The review of the coupling ray theory for S waves was presented by Bulant & Klimeš (2012: S-wave coupling in heterogeneous anisotropic media, In: Kolman, Berezovski, Okrouhlík & Plešek: Advanced Modelling of Wave Propagation in Solids, Institute of Thermodynamics ASCR, Prague, Czech Republic, pp. 35-36).
Ray-based Born approximation
Šachl (2012: Effect of caustics on the ray-based Born approximation, In: Seismic Waves in Complex 3-D Structures, Report 22, Dep. Geophys., Charles Univ., Prague, pp. 55-82) continued his work on the ray-based first-order Born approximation, studied the problems with caustics corresponding to the incident ray-theory wave field or to the ray-theory Green tensor from a receiver, and demonstrated the considerable improvement of the accuracy of the reflected wave containing a caustic if the reflected wave is calculated by the Born approximation. Šachl (2012: Born and ray-theory seismograms in 2D heterogeneous isotropic models, In: Seismic Waves in Complex 3-D Structures, Report 22, Dep. Geophys., Charles Univ., Prague, pp. 83-112) then presented his final P-P Born scattering seismograms.
It was determined how the perturbations of a generally heterogeneous isotropic or anisotropic structure manifest themselves in the wave field, and which perturbations can be detected within a limited aperture and a limited frequency band (Klimeš, 2012: Sensitivity of seismic waves to structure, Stud. geophys. geod., 56, 483-520). Perturbations of elastic moduli and density may be decomposed into Gabor functions. The wave field scattered by the perturbations is then composed of waves scattered by individual Gabor functions. If a short-duration broad-band incident wave field with a smooth frequency spectrum is considered, the wave scattered by one Gabor function is composed of only several Gaussian packets with uniquely defined frequencies and directions of propagation. We can thus evaluate to which properties of the structure the recorded wave field is sensitive. The derived approximate solution of the forward scattering problem may be utilized in designing the migration algorithm based on true linearized inversion of the complete set of seismograms recorded for all shots.
The theory describing the sensitivity of seismic waves to the geological structure together with a numerical example were demonstrated by Klimeš (2012: Sensitivity Gaussian packets, In: Kolman, Berezovski, Okrouhlík & Plešek: Advanced Modelling of Wave Propagation in Solids, Institute of Thermodynamics ASCR, Prague, Czech Republic, pp. 71-72).
Jechumtálová & Bulant (2012: Effects of 1-D versus 3-D velocity models on moment tensor inversion in the Dobra Voda locality at the Male Karpaty region, Slovakia, In: Seismic Waves in Complex 3-D Structures, Report 22, Dep. Geophys., Charles Univ., Prague, pp. 17-27) presented their results obtained during the cooperation with Slovak industrial partner ProgSeis within the framework of the European Commission's FP7 project "Advanced Industrial Microseismic Monitoring". They applied the software developed within the SW3D Consortium to smoothing 1-D and 3-D velocity models of the Dobrá Voda locality, and to the calculation of ray-theory amplitudes which they then use within the moment tensor inversion using the software developed by the group lead by Jan Šílený at the Institute of Geophysics, Academy of Sciences of the Czech Republic. Klimeš (2012: Resolution of prestack depth migration, Stud. geophys. geod., 56, 457-482) derived that, for a given source, the migrated section is the convolution of the reflectivity function with the corresponding local resolution function, or the convolution of the spatial distribution of the weak-contrast displacement reflection-transmission coefficient with the corresponding local resolution function.

*Exercise A*. Please list the titles of all the 2012 works cited in the seismic wave research summary.
*Exercise B*. Pick out every line of the records that contains the word "collar".

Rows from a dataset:
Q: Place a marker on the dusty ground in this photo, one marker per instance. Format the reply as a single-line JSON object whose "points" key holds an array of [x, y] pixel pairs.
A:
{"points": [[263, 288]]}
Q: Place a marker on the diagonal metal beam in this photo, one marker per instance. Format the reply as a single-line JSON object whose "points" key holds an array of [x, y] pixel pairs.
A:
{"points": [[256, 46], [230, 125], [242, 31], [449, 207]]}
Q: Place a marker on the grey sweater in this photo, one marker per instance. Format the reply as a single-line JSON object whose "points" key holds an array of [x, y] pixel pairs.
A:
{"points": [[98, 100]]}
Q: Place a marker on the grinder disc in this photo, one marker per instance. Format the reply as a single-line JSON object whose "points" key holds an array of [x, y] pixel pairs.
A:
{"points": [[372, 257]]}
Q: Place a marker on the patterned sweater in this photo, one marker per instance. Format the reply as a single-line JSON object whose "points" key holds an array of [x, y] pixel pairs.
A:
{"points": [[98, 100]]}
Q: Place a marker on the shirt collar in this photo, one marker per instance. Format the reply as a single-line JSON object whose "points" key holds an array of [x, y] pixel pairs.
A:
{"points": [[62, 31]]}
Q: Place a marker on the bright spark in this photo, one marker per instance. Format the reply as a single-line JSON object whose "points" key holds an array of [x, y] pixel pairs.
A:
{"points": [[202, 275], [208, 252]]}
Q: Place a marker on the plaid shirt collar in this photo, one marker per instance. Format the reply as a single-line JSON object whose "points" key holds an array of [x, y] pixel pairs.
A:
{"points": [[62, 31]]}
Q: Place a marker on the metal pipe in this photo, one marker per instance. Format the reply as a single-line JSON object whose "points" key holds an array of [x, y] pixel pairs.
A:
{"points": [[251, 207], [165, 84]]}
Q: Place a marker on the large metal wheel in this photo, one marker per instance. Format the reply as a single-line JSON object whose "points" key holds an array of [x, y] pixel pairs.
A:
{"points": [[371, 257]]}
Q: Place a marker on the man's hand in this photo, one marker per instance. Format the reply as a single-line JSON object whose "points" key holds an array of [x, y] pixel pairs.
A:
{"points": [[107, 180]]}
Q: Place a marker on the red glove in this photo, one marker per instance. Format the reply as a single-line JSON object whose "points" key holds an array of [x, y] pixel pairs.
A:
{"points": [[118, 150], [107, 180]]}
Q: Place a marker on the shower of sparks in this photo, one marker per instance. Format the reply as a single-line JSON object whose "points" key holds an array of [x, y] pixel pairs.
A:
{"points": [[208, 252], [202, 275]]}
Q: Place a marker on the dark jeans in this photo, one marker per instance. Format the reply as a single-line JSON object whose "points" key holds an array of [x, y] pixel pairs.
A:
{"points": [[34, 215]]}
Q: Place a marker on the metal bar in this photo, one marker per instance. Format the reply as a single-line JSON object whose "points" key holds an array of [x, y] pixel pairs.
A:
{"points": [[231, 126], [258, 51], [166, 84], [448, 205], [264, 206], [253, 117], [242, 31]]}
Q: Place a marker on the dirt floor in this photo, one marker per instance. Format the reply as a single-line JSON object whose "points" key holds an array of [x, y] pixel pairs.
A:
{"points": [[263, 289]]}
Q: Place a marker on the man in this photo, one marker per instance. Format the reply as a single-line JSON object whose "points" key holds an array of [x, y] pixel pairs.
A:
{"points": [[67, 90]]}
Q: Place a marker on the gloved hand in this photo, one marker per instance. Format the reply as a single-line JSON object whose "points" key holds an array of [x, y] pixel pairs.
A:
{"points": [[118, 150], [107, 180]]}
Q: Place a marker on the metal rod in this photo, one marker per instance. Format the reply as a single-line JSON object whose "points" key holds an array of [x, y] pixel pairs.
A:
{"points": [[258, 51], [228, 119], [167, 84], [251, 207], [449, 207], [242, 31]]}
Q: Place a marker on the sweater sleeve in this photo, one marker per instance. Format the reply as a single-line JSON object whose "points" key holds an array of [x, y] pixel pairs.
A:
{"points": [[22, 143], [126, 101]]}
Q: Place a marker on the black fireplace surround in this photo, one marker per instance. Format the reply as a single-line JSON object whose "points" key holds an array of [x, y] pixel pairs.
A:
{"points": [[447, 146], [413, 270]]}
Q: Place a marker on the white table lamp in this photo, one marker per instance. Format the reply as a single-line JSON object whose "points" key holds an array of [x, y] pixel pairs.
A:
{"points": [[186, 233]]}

*Complete response A*.
- S-wave coupling in heterogeneous anisotropic media
- Effect of caustics on the ray-based Born approximation
- Born and ray-theory seismograms in 2D heterogeneous isotropic models
- Sensitivity of seismic waves to structure
- Sensitivity Gaussian packets
- Effects of 1-D versus 3-D velocity models on moment tensor inversion in the Dobra Voda locality at the Male Karpaty region, Slovakia
- Resolution of prestack depth migration

*Complete response B*.
Q: Place a marker on the shirt collar in this photo, one marker per instance. Format the reply as a single-line JSON object whose "points" key holds an array of [x, y] pixel pairs.
Q: Place a marker on the plaid shirt collar in this photo, one marker per instance. Format the reply as a single-line JSON object whose "points" key holds an array of [x, y] pixel pairs.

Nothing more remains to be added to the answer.